Kalle Kurg (born 25 May 1942 in Tartu) is an Estonian poet, writer, critic, translator and editor. As a versatile figure in Estonian culture, he has also published caricatures and worked as a theatre director.

==Life==
Kalle Kurg studied Estonian Philology at the University of Tartu (1961–1966) and soon became the Art Director of a nature publication called Eesti Loodus (Estonian Nature). Soon after he joined Eesti Televisioon (Estonian Television) as the Senior Director of art programs. In 1971 Kalle went on to work for a leading literary magazine first published in 1923 Looming (Creativity), of which he became Editor-in-Chief in May 1976. He remained in this position till January 1988. Kalle Kurg firmly stood by the magazine's democratic values and during the 70s and 80s Looming became the centre stage of expression for opposite elite; at the same time being enriched by various translations and essays from modern literature and science.

Kalle Kurg worked as the Executive Editor at the Estonian Association of Journalists between 1989 and 1991, and as the Director of the Department of Publishing at Eesti Televisioon between 1991 and 1992. In 1992 he founded a cultural magazine Sina ja Mina (You and Me), which was the first magazine that got published after Estonian Independence in 1991.
Kalle was the CEO of several design agencies between 1992 and 1995, followed by the position of Director and Chief Editor of two publishing houses. He held these positions till 2000.
Kalle Kurg is a member of the Estonian Writers' Union since 1975. In the 1960s and 1970s he was elected as the leader of Tartu and Tallinn Youth Writers Association. In the 1970s and 1980s he was also involved in broadening cultural exchanges between Estonia and foreign countries.

Since 2000 Kalle Kurg is a freelance writer and translator. As an essayist, Kalle has published several ecology related pieces in addition to literature, with initiative suggestions to change Estonia to a nature republic etc. Kalle Kurg also took part in shaping the citizens initiated Estonian Democracy Renewal (EDU or E-D-U) between 2005 and 2011.

==Works==
In 1999, Kalle Kurg published a poetry compilation Colours of Darkness (Pimeduse värvid) which contains the mastery of poetry rooting to autobiography and documentaries. From one side it tells a person's story, from the other gives insights into the realities of Estonia from 1960 to 1990. The loss of freedom paved the way to tragic despair and hope of freedom, irony and dark humour, softened by the wait for freedom, human closeness and the subject of love as well as the problems of existence.

■ **Supplied material**
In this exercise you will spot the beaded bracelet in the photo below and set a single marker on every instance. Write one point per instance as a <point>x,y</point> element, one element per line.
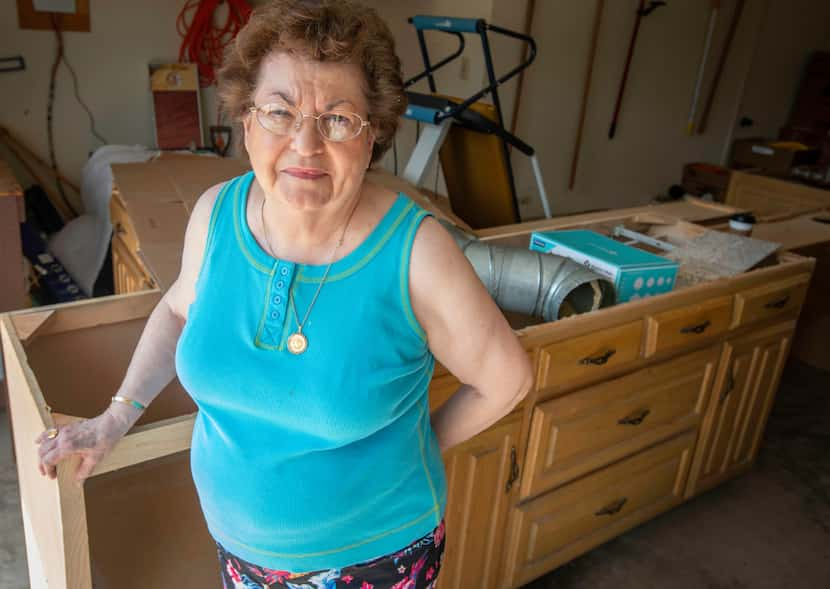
<point>128,401</point>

■ **Tasks for this exercise**
**A)** Retype the Kalle Kurg text from "Kalle Kurg worked" to "positions till 2000.".
**B)** Answer these questions using the Kalle Kurg text:
(i) At which university did Kalle Kurg study Estonian Philology?
(ii) In what year did he found the cultural magazine Sina ja Mina?
(iii) Since what year has he been a member of the Estonian Writers' Union?
**C)** Write what follows in the Kalle Kurg text, continuing from its final sentence.

■ **Results of the tasks**
**A)**
Kalle Kurg worked as the Executive Editor at the Estonian Association of Journalists between 1989 and 1991, and as the Director of the Department of Publishing at Eesti Televisioon between 1991 and 1992. In 1992 he founded a cultural magazine Sina ja Mina (You and Me), which was the first magazine that got published after Estonian Independence in 1991.
Kalle was the CEO of several design agencies between 1992 and 1995, followed by the position of Director and Chief Editor of two publishing houses. He held these positions till 2000.

**B)**
(i) The University of Tartu
(ii) 1992
(iii) 1975

**C)**
From 1990 to 1993 and 2000 to 2005 Kalle Kurg wrote and broadcast original short stories at the Estonian Public Broadcasting stations, lastly with no breaks twice a month more than five years. The first seasons short stories covered the subjects of the atmosphere of a closed society, the second season covered the mental, ethical and spiritual problems of a newly independent state. These short stories have been broadcast as repeats series since.

As a literature critic, Kalle Kurg came out with a theory that differed from the official vision of literature in the 1970s. He highlighted the unity of the human motives in Estonian literature, but also showed that methods and forms of problem setting in Estonian literature can be divided between 4 centres. Presenting such a vision in 1973 went against the official theory of literature that emphasised the monolithicity of ideology and form. At the same time he has received several awards with his articles and essays.

In 1981 Kalle Kurg staged the first original modern dance-pantomime performance Mimeskid (Mimesques) in the history of the Estonian professional theatre. With its philosophical content and original presentation combined with innovative stage designs, the pantomime (original music by Sven Grünberg, Lepo Sumera) was awarded the highest prize at the International Pantomime Festival in Moscow in 1985. As an author of words staging, Kalle Kurg has stood out with experimental solutions in the way he handled classics.

Kalle Kurg has also translated poetry, novels, philosophical literature and informational literature from Finnish, English, German and Russian.

==Bibliography==
- Kalle Kurg. Pimeduse värvid (Colours of Darkness) 1960–1990. Book design and graphics: Enno Ootsing. Publishing House: Virgela, Tallinn 1999. 254 p.